__Exercise__:
Write out, word for word, the stretch of the Gibbs sampling excerpt from "Let’s use the" through "be the change point.".

__Document extract__:
════
Algorithm: Gibbs sampling
Set θ2(0), θ3(0), ..., θd(0), 
For s=1,2,...,S do
  Draw θ1(s) from π(θ1(s)2(s-1),...,θd(s-1),y) 
  Draw θ2(s) from π(θ2(s)1(s),...,θd(s-1),y)
  ...
  Draw θd(s) from π(θd(s)1(s),...,θd-1(s),y)
End for

Example: Mining disaster change point

Let’s use the dataset Mining.csv provided by Carlin, Gelfand, and Smith (1992). This dataset records the number of mining disasters per year from 1851 to 1962 in British coal mines.

We assume there is an unknown structural change point in the number of mining disasters, where the parameters of the Poisson distributions change. In particular:

\[ \begin{align*} p(y_t) = \begin{cases} \frac{\exp(-\lambda_1) \lambda_1^{y_t}}{y_t!}, & t = 1, 2, \dots, H \\ \frac{\exp(-\lambda_2) \lambda_2^{y_t}}{y_t!}, & t = H+1, \dots, T \end{cases} \end{align*} \]

where \(H\) is the changing point.

We use conjugate families for \(\lambda_l\), \(l = 1, 2\), where \(\lambda_l \sim G(\alpha_{l0}, \beta_{l0})\), and set \(\pi(H) = 1 / T\), which corresponds to a discrete uniform distribution for the change point. This implies that, a priori, we assume equal probability for any time to be the change point.
════
[Object detection data]
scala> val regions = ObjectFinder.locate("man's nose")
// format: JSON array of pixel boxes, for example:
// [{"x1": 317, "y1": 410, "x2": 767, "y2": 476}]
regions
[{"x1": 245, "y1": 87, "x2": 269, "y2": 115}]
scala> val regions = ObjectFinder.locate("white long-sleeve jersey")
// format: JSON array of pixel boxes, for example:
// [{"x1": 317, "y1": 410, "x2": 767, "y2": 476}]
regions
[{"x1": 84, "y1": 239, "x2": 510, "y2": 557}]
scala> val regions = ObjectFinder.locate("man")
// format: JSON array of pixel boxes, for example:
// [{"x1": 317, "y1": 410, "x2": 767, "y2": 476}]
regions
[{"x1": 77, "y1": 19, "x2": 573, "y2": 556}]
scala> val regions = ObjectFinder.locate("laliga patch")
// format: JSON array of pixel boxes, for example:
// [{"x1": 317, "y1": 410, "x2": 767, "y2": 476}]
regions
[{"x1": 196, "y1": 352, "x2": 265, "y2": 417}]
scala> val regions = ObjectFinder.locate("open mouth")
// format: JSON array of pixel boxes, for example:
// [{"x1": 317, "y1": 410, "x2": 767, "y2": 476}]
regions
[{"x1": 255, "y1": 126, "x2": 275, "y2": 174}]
════
__Exercise answer__:
Let’s use the dataset Mining.csv provided by Carlin, Gelfand, and Smith (1992). This dataset records the number of mining disasters per year from 1851 to 1962 in British coal mines.

We assume there is an unknown structural change point in the number of mining disasters, where the parameters of the Poisson distributions change. In particular:

\[ \begin{align*} p(y_t) = \begin{cases} \frac{\exp(-\lambda_1) \lambda_1^{y_t}}{y_t!}, & t = 1, 2, \dots, H \\ \frac{\exp(-\lambda_2) \lambda_2^{y_t}}{y_t!}, & t = H+1, \dots, T \end{cases} \end{align*} \]

where \(H\) is the changing point.

We use conjugate families for \(\lambda_l\), \(l = 1, 2\), where \(\lambda_l \sim G(\alpha_{l0}, \beta_{l0})\), and set \(\pi(H) = 1 / T\), which corresponds to a discrete uniform distribution for the change point. This implies that, a priori, we assume equal probability for any time to be the change point.